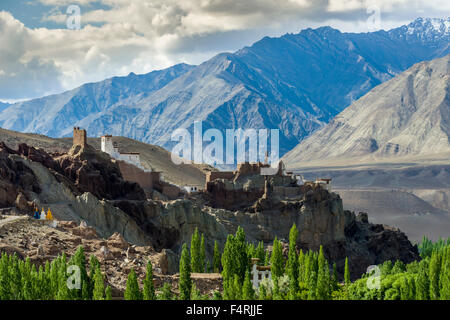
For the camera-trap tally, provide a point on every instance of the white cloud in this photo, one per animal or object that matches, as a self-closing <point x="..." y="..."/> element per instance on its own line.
<point x="139" y="36"/>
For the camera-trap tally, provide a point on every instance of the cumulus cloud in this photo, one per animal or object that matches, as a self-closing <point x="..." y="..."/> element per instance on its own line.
<point x="119" y="36"/>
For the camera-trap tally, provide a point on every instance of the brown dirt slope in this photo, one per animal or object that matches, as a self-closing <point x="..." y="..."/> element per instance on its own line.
<point x="154" y="157"/>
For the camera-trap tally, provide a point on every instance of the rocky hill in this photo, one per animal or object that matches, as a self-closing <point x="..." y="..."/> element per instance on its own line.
<point x="84" y="184"/>
<point x="296" y="83"/>
<point x="407" y="116"/>
<point x="152" y="157"/>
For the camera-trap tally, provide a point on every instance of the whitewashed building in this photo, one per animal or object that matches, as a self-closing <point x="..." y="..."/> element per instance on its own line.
<point x="259" y="273"/>
<point x="111" y="148"/>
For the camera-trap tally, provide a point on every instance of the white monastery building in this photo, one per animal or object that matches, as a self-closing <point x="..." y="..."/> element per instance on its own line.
<point x="111" y="148"/>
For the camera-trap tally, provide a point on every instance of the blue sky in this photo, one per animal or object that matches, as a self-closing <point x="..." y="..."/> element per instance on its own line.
<point x="40" y="55"/>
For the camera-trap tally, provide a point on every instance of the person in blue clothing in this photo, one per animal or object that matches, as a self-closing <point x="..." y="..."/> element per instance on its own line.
<point x="36" y="214"/>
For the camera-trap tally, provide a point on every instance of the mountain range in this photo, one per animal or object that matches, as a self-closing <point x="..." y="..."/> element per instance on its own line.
<point x="296" y="83"/>
<point x="406" y="116"/>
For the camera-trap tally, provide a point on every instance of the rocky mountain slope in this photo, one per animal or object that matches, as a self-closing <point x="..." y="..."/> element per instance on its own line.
<point x="295" y="83"/>
<point x="84" y="184"/>
<point x="152" y="157"/>
<point x="403" y="117"/>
============
Instrução: Reproduza integralmente as linhas dos itens entre a linha que contém "the rocky mountain" e o fim dos itens, inclusive. Multiplique por 2,1 as coordenadas x e y das respostas e arredonde para inteiros, com metades para cima.

Tarefa concluída:
For the camera-trap tally, provide a point on every instance of the rocky mountain slope in this photo, one per animal or object that matches, as a self-closing <point x="..." y="..."/> element per instance on its own line.
<point x="620" y="174"/>
<point x="176" y="386"/>
<point x="319" y="330"/>
<point x="846" y="246"/>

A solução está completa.